Texte à lire ->
┄┄┄┄┄┄┄┄┄┄┄┄┄┄┄┄┄┄┄┄

De Vera Sola à Aldous Harding en passant par Jessica Pratt ou Julia Jacklin, une génération spontanée de nouvelles songwriteuses émerge sur la scène indé anglo-saxonne. Ni totalement folk, ni résolument pop, ces artistes mêlent simplicité harmonique de la guitare, lignes mélodiques fortes et poésie très personnelle.
Cet article est paru initialement dans le Magic n°213 en janvier 2019
C’est l’une des sorties que nous guetterons avec le plus d’impatience en 2019. Le deuxième album de la Néo-Zélandaise Aldous Harding chez 4AD est prévu ce printemps. Son prédécesseur, Party, s’était hissé à la deuxième place de notre classement annuel 2017 pour son charme magnétique, porté par une voix caméléon incroyablement expressive, des mélodies d’une grande pureté, un accompagnement à la guitare ou au clavier à la fois simple et intense. Aldous Harding est un style à elle seule et, même en réécoutant son disque à froid, même en visionnant sur Youtube les multiples sessions qu’elle avait enregistrées à l’époque, l’équation entre une telle économie de moyens et une charge émotionnelle si forte reste difficile à déchiffrer.
Ce n’est pas un talent dont elle a le monopole. Au cours des dix-huit derniers mois, des dizaines d’artistes féminines anglo-saxonnes ont proposé des œuvres portées par cette apparente inconscience : à l’heure du rap triomphant, des sonorités électroniques sans limite, dans un segment esthétique – la pop – qui n’aime rien tant que les arrangements mémorables et ne recule pas devant la complexité, une lignée de jeunes femmes sont parties à l’assaut de nos oreilles et de la pilosité de nos échines avec le dispositif le plus épuré qui soit. Guitare, voix, quelques accords, une ligne mélodique, un texte. Avec peu, sinon leur talent, leur vision, leur courage souvent, un petit backing band parfois, elles dépeignent des univers parallèles qui proposent un regard de l’époque souvent allégorique, très poétique et néanmoins très puissant.

┄┄┄┄┄┄┄┄┄┄┄┄┄┄┄┄┄┄┄┄

Enregistrements extraits d'une collection
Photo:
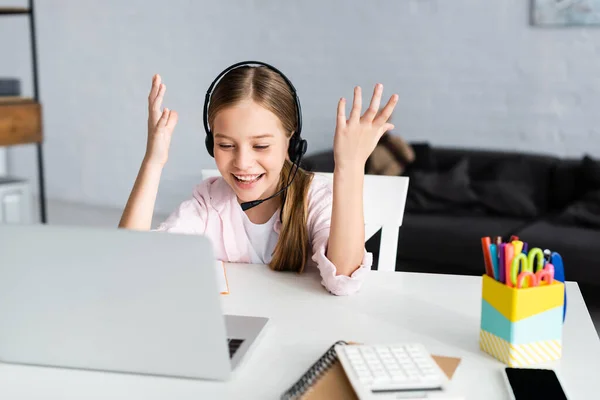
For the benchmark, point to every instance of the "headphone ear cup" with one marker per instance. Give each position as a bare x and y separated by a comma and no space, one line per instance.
293,148
302,147
210,145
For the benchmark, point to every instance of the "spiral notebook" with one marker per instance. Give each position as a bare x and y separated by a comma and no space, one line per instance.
326,378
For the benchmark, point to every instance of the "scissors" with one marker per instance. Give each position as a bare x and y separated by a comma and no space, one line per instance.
532,266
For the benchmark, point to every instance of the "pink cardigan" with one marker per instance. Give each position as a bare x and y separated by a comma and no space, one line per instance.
215,212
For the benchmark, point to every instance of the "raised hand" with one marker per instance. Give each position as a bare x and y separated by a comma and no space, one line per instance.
356,137
161,124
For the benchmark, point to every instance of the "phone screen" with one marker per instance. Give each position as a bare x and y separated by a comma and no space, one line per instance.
534,384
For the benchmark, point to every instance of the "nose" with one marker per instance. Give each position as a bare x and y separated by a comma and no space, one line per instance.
244,159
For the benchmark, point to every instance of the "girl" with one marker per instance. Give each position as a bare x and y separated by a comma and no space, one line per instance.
252,116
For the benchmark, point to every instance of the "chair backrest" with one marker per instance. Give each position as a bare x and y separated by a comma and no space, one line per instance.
384,199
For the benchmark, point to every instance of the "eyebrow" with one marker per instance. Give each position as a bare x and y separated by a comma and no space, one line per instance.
262,136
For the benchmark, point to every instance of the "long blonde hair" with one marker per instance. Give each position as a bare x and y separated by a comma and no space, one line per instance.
268,89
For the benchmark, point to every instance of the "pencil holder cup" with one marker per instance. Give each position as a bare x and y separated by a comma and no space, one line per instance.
523,326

┄┄┄┄┄┄┄┄┄┄┄┄┄┄┄┄┄┄┄┄

Tâches à faire ->
1/ Citez toutes les artistes nommées dans l'article sur les nouvelles songwriteuses.
2/ Reprenez l'article sur les nouvelles songwriteuses et poursuivez-le après sa dernière phrase.
Les enregistrements proviennent d'une autre source que l'article.

Réponses par tâche ->
1/ Vera Sola, Aldous Harding, Jessica Pratt, Julia Jacklin

2/
L’hiver 2018-2019 confirme qu’il s’agit d’une lame de fond. L’Américaine Vera Sola s’est hissée à notre deuxième place au classement 2018 avec Shades, un disque très personnel qu’elle a conçu et réalisé sans autre aide que celle d’un ingénieur du son pour pallier sa «désastreuse incapacité avec les machines», et qu’elle défend désormais en trio. Aux premières semaines de l’année, la Californienne Jessica Pratt va délivrer neuf morceaux d’une épure et d’une beauté estomaquante dans un album nommé Quiet Signs qui pourrait avoir été enregistré en 1966, 1978 ou 1993, n’importe quand, puisqu’en dehors de toutes les modes. L’Australienne Julia Jacklin proposera à l’orée du printemps son troisième album, une «alt-country» d’une exquise élégance. L’Américaine Bedouine, coup de cœur Magic en juin 2017 avec son premier album éponyme, annonce son deuxième disque pour le printemps. 2019 devrait aussi voir aboutir les premiers LP de la Canadienne Helena Deland (voir notre Presque célèbre page 08) ou de la Londonienne d’origine libanaise Nadine Khouri, aperçue en première partie de Low cet automne. Vous méritez aussi de connaître les noms d’Anna St. Louis, Adrianne Lenker, Jessica Risker, Nadia Reid, et tant d’autres. Non seulement cette musique lumineuse coule à flots, mais le réservoir semble inépuisable, jusqu’au Japon, où le nom d’Ichiko Aoba vient d’apparaître.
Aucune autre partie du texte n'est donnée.